Information shown:
● ● ● ●
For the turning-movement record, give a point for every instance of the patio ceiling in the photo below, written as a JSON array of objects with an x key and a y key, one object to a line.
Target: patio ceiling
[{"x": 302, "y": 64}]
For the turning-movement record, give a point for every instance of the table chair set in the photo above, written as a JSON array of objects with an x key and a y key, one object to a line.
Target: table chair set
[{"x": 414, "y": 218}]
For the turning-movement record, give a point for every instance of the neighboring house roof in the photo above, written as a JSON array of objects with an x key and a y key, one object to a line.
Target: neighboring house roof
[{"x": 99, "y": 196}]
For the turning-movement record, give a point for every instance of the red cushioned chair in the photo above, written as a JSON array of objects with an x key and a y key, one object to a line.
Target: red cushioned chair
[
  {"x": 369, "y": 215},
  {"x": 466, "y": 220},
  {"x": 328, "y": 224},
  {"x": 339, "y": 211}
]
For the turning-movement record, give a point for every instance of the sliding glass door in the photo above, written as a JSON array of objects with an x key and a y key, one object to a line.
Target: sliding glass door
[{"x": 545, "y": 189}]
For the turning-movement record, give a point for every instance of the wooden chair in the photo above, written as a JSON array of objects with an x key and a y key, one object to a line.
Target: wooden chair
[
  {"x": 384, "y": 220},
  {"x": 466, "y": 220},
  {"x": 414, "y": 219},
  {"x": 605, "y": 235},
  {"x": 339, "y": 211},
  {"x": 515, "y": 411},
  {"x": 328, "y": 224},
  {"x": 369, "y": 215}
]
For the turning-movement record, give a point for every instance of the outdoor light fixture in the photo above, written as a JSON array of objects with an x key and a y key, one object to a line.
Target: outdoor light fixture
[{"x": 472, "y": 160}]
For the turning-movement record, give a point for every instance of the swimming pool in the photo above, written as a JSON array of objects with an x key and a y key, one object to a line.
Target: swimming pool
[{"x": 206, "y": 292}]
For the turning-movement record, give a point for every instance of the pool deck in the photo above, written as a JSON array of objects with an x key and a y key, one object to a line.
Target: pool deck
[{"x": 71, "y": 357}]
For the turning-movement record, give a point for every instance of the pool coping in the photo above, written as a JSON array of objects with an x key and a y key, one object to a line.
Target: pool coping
● ● ● ●
What is required:
Show me every line of the entries above that holds "coping".

Answer box:
For the turning-movement record, give a point for every instance of the pool coping in the photo above, written as a JSON array of objects with an x key and a y key, one object to a line.
Target: pool coping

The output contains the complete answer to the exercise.